- _Text for analysis_:

"I found this note ripped up on the bus yesterday. It looks like it was addressed to you from your daughter's teacher. I thought you should have it." My bus driver held out a crinkly taped up note to my mother who had been waiting for me at the bus stop. I almost cried right there as I realized what had happened. My bus driver had found the note I had attempted to destroy the day before, the one I didn't want my mother to see.
The note detailed how my first-grade teacher had noticed I was struggling in my Reading class and suspected that I didn't know how to read. The ironic, or not so ironic, part is that I hadn't been able to read what the note said, I had just tried to destroy it because I assumed all notes sent home were bad.
After a long discussion with my parents, many after-school study sessions, and years of extra help from tutors and reading coaches, I finally developed above average reading skills and a hard working attitude when faced with difficult challenges.
Sometimes, I'll sit and wonder what it would have been like if I couldn't read. And I mean could not read, at all. I assume that I'd be able to recognize my own name and a few other words when written, but beyond that, text would look like scribbles and strange hieroglyphics. I'd likely assume that people were just making stories up when reading. How would they be able to understand all those symbols?
At least I'd be able to drive places. Maps and road signs might be tricky, but I could work with numbers and landmarks.

- _Information given_:
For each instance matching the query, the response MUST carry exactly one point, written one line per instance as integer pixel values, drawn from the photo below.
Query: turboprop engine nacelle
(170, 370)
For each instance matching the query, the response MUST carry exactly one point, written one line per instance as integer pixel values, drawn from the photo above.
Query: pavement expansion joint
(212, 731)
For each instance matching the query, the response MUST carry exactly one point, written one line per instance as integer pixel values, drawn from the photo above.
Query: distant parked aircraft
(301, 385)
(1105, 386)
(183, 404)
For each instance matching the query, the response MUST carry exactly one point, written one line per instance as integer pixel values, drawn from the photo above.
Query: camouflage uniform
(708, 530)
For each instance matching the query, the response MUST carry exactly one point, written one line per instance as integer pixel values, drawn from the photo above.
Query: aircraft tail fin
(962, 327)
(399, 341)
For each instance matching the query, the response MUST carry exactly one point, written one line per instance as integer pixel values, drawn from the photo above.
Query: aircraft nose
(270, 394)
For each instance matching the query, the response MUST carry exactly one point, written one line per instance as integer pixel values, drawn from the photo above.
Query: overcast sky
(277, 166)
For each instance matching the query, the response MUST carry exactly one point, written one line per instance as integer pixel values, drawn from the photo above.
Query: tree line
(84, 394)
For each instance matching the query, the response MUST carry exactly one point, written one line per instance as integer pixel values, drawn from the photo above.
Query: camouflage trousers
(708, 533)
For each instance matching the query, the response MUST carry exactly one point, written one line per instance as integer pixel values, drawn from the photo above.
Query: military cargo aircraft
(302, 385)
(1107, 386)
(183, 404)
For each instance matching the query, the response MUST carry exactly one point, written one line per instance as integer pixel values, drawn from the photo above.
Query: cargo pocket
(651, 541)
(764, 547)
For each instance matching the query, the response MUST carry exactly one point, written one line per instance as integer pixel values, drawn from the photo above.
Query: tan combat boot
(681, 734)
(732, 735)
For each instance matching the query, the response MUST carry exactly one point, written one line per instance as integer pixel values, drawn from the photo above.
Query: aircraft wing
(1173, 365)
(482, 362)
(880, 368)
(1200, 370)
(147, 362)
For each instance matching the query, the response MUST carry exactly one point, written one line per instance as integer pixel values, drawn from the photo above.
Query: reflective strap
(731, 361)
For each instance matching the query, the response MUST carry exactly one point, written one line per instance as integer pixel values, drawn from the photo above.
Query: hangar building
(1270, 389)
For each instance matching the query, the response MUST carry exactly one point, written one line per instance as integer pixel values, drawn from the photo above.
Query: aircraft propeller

- _Your goal_:
Answer these questions about the essay on learning to read:
(a) Who held out the taped-up note to the mother at the bus stop?
(b) In which class did the first-grade teacher notice the struggle?
(c) What could the writer work with when maps and road signs are tricky?
Base each answer only on the text.

- _Completed task_:
(a) The bus driver
(b) Reading class
(c) Numbers and landmarks